#### Work order
Could you give back every record below exactly, leaving out the pictures?

#### Material for this task
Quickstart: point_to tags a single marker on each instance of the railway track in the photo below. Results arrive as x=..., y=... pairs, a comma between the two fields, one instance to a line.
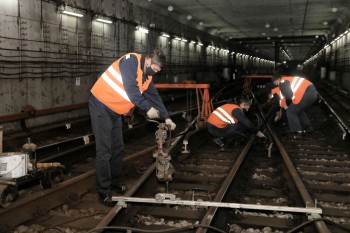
x=252, y=175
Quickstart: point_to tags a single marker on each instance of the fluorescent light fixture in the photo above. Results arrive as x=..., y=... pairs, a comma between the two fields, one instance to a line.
x=104, y=20
x=142, y=29
x=72, y=13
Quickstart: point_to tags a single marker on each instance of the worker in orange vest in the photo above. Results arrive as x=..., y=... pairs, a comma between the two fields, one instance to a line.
x=299, y=94
x=125, y=84
x=228, y=122
x=278, y=101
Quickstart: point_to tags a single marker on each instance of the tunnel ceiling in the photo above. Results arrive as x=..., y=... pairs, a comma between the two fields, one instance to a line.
x=300, y=27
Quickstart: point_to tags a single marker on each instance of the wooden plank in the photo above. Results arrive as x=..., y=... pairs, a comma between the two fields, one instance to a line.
x=332, y=198
x=262, y=221
x=180, y=213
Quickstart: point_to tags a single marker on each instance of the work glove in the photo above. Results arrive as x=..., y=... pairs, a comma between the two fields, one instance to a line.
x=278, y=116
x=170, y=123
x=260, y=134
x=153, y=113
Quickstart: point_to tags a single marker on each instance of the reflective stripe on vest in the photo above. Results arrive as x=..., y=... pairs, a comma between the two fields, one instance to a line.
x=298, y=86
x=277, y=91
x=222, y=116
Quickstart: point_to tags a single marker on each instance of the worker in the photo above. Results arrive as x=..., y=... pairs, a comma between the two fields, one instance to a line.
x=278, y=102
x=299, y=94
x=125, y=84
x=228, y=122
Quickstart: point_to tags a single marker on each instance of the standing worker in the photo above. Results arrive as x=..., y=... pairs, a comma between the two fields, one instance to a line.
x=125, y=84
x=299, y=94
x=229, y=122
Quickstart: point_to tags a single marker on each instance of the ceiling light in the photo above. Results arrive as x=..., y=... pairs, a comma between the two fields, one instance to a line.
x=103, y=20
x=142, y=29
x=71, y=13
x=165, y=34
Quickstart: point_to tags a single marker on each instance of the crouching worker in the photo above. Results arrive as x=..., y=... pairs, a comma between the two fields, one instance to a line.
x=228, y=122
x=278, y=103
x=299, y=94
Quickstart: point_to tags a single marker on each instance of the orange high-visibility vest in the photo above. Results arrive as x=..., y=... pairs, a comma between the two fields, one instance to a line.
x=298, y=86
x=282, y=100
x=109, y=88
x=222, y=116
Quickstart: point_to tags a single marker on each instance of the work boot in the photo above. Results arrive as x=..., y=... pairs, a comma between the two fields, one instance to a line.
x=106, y=199
x=219, y=142
x=120, y=188
x=308, y=130
x=296, y=135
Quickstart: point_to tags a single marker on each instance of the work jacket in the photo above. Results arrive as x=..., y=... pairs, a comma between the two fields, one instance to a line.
x=222, y=116
x=109, y=88
x=298, y=86
x=281, y=99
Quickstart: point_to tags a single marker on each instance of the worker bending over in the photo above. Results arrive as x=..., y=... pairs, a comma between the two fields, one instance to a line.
x=298, y=94
x=228, y=122
x=125, y=84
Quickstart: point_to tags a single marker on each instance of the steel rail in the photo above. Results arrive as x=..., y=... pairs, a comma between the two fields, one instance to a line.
x=320, y=225
x=209, y=215
x=116, y=209
x=308, y=201
x=341, y=123
x=29, y=112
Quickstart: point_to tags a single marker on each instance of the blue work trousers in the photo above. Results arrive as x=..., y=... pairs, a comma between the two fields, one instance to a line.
x=107, y=129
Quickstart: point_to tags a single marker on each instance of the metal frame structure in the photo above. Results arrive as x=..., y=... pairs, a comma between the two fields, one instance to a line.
x=205, y=107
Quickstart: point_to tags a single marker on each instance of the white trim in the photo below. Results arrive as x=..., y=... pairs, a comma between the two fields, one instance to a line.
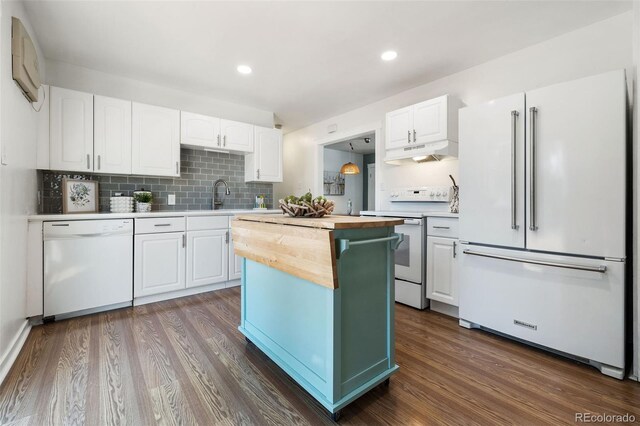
x=10, y=356
x=178, y=293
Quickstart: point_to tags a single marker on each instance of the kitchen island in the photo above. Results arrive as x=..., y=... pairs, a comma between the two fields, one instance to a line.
x=318, y=299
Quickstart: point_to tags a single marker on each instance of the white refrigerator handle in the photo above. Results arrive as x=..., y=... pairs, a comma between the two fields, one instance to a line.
x=601, y=269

#### Response
Quickstart: point_to tags a single marker on each instance of the railway track in the photo below. Results arrive as x=..., y=... pairs, a comma between the two fields, one instance to a line.
x=252, y=175
Quickstart: point_to tags a single marker on each instance of the fluorescent light fixture in the photo above. Results arrive as x=..., y=... pairs, a comma between the two fields, one instance to a line.
x=104, y=20
x=142, y=29
x=72, y=13
Quickstart: point_to tags a single marker on each instance of the worker in orange vest in the photo above. Results arrive as x=..., y=... pairs, a comma between the two fields, one instance to a line.
x=299, y=94
x=125, y=84
x=228, y=122
x=278, y=101
Quickstart: point_to tags a single marker on each instance of the tunnel ceiling in the photo above. Results arrive as x=..., y=... pairs, a comma between the two fields, one instance to a line.
x=300, y=27
Quickstart: point_to tags a single marker on each instance of the wooden plank in the photo above. Results arrive as x=..., y=... pairs, a comma between the two fields, one instance to a line.
x=332, y=198
x=262, y=221
x=180, y=213
Quickstart: point_to tags a single marker on each instance of the work glove in the photo above. Results arrive as x=..., y=... pairs, a comma between the two fields, one instance to a line.
x=278, y=116
x=170, y=123
x=260, y=134
x=153, y=113
Quickstart: point_to tags a single marker on each instance of the reflective stripe on vest in the photo above. Results arrive as x=..., y=... pairs, a comma between the two fields, one instance to a line.
x=298, y=86
x=277, y=91
x=222, y=116
Quickstart: point_to tags a single marker on each instance of the worker in the photo above. Results arrive as x=..., y=... pairs, a comma between the two fields, one instance to a line.
x=278, y=102
x=299, y=94
x=125, y=84
x=228, y=122
Quickstart: point_to tags a single marker on each instance of the standing worker in the photo above. Results arrive as x=..., y=... pairs, a comma between the two fields, one instance to a line.
x=125, y=84
x=299, y=94
x=229, y=122
Quickstart: point_to tags a single marker on each instance of the ceiling light in the photo above. Results arrive as x=..., y=... pairs, a comma between the two fields, one instance to a line.
x=103, y=20
x=142, y=29
x=71, y=13
x=165, y=34
Quickstart: point_to tags a single marker on each instance of the crouching worker in the photo above. Results arrive as x=..., y=... pairs, a comma between the two fields, one instance to a line.
x=228, y=122
x=278, y=103
x=299, y=94
Quickstart: point_to tags a single marker on each instance of the orange high-visibility vest in the photo above. Results arrive as x=..., y=... pairs, a comma between the two fields, one instance to a line.
x=298, y=86
x=282, y=100
x=109, y=88
x=222, y=116
Quickstart: point_to tags a single marker on each instance of the work boot in the photo above. Results arrive as x=..., y=... pairs, a comma between the two fields, one instance to a line.
x=106, y=199
x=219, y=142
x=120, y=188
x=308, y=130
x=296, y=135
Quickstart: point_to tags a single marker on each instance of the work jacket in the photo above. Results arrive as x=..., y=... pairs, a comma between the two fields, one instance to a line.
x=222, y=116
x=109, y=88
x=298, y=86
x=281, y=99
Quickstart: point_to tags a single marker on each instance of the worker bending over in the photo above. Results arrive as x=..., y=... pairs, a comma between the two fields, one instance to a line.
x=298, y=94
x=228, y=122
x=125, y=84
Quickstart: point_to tags a single marker on each instance of the steel rail in the photo above. Results arrive as x=..., y=... pairs, a comma between the two fields, one instance to a line.
x=320, y=225
x=209, y=215
x=116, y=209
x=308, y=201
x=341, y=123
x=29, y=112
Quickstart: point_to tags a single marker on each instance of the blue work trousers in the photo above. Results arrive as x=..., y=... pairs, a comma between the two fields, one instance to a line.
x=107, y=129
Quickstart: point_to tags a single marker on each instance of the metal frame structure in the photo above. Results arrive as x=..., y=... pairs, a comma between the two fields, one instance to a line.
x=205, y=107
Quickstart: point_to tags a single marker on each instance of the white trim in the photo below. Results arrive as x=..., y=... pairs, a comma between the two fields, one instance to a line.
x=10, y=356
x=178, y=293
Quickstart: point_to tags a single marker on each instance of the kitchen island in the photo above. Results arrive as x=..., y=... pairs, a comma between the two fields, one instance to a line.
x=318, y=299
Quickstart: point_to tags a single marker on each instance of the white refrigerator handle in the photo above. Results arrive as x=..., y=... pairs, a comma between the two fields, one instance to a line.
x=601, y=269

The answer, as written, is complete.